TAREA ASIGNADA:
Vuelque en una tabla Markdown solo las líneas que van desde la que contiene "of the reddish" hasta el final de las filas, ambas inclusive, omitiendo las líneas en blanco. Use las columnas «Índice», con el número de orden, y «Contenido», con la línea correspondiente.

DATOS DE ENTRADA:
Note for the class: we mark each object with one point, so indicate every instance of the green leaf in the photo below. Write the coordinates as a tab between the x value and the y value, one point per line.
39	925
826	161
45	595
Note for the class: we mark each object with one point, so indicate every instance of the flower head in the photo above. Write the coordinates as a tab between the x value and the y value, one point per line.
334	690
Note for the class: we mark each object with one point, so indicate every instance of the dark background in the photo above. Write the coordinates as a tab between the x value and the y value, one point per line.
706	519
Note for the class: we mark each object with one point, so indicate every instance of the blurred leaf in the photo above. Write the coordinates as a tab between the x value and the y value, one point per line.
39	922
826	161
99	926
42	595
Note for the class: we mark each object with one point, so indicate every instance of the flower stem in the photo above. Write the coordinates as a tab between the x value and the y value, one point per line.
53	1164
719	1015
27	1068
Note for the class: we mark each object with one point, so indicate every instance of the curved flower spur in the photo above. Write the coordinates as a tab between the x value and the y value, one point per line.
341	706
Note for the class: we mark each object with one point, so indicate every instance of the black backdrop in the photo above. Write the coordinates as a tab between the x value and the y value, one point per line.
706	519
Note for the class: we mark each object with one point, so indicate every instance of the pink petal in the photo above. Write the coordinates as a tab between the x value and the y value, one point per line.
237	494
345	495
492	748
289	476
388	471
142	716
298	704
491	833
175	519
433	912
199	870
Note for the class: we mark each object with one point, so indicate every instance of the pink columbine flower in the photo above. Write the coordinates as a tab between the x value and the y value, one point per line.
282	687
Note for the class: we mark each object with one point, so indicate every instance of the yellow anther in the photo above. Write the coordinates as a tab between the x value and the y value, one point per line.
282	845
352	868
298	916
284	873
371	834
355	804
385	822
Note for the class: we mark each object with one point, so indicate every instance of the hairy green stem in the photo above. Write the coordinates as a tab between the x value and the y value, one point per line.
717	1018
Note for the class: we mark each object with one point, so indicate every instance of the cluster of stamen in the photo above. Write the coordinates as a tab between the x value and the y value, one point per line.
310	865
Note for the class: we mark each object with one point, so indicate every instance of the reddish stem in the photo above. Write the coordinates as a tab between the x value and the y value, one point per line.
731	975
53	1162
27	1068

RESULTADO OBTENIDO:
| Índice | Contenido |
|---|---|
| 1 | Note for the class: we mark each object with one point, so indicate every instance of the reddish stem in the photo above. Write the coordinates as a tab between the x value and the y value, one point per line. |
| 2 | 731	975 |
| 3 | 53	1162 |
| 4 | 27	1068 |